# What does it all mean?



## father-of-3 (Apr 25, 2010)

So this week I have begun to try to figure out what a separation would mean to me, my W, and my kids. It's a tangled web. I've been struggling with the family dynamics element of such a change for nearly half a year in my mind. I can't afford to move out, nor do I think I should be since I represent the discarded party.

This makes it so hard to think things out. The kids need their SAHM and their dad too. So at best a separation would involve cohabitating in the same house, possibly with my W spending some time at her parents as she has mentioned a few times. I have no family in the area myself. How would such a thing even work???

On top of that, I have been reading up on what it means to be separated in my state, WA. That is still an exercise in progress but I suppose a necessary one. Kind of depressing you know.

What I do know for sure is that I can't keep giving emotionally, physically, and financially all that I can muster, only to have it discounted and more importantly used as the main argument of why I am a bad husband.

### [INSTRUCTIONS]
1. Can you reproduce the forum post about separation word for word?
2. Can you copy out every line of the entries word for word, leaving the picture out?
The forum post about separation has no connection to the entries.

### [DATASET CONTENT]
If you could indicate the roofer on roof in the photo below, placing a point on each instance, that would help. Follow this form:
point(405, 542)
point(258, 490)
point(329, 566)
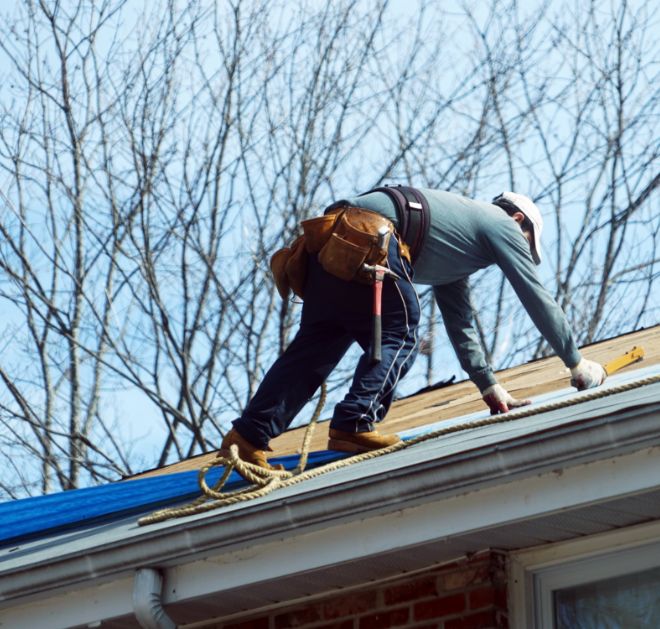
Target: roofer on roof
point(450, 237)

### [THE RESULTS]
1.
# What does it all mean?



## father-of-3 (Apr 25, 2010)

So this week I have begun to try to figure out what a separation would mean to me, my W, and my kids. It's a tangled web. I've been struggling with the family dynamics element of such a change for nearly half a year in my mind. I can't afford to move out, nor do I think I should be since I represent the discarded party.

This makes it so hard to think things out. The kids need their SAHM and their dad too. So at best a separation would involve cohabitating in the same house, possibly with my W spending some time at her parents as she has mentioned a few times. I have no family in the area myself. How would such a thing even work???

On top of that, I have been reading up on what it means to be separated in my state, WA. That is still an exercise in progress but I suppose a necessary one. Kind of depressing you know.

What I do know for sure is that I can't keep giving emotionally, physically, and financially all that I can muster, only to have it discounted and more importantly used as the main argument of why I am a bad husband.

2.
If you could indicate the roofer on roof in the photo below, placing a point on each instance, that would help. Follow this form:
point(405, 542)
point(258, 490)
point(329, 566)
Target: roofer on roof
point(450, 237)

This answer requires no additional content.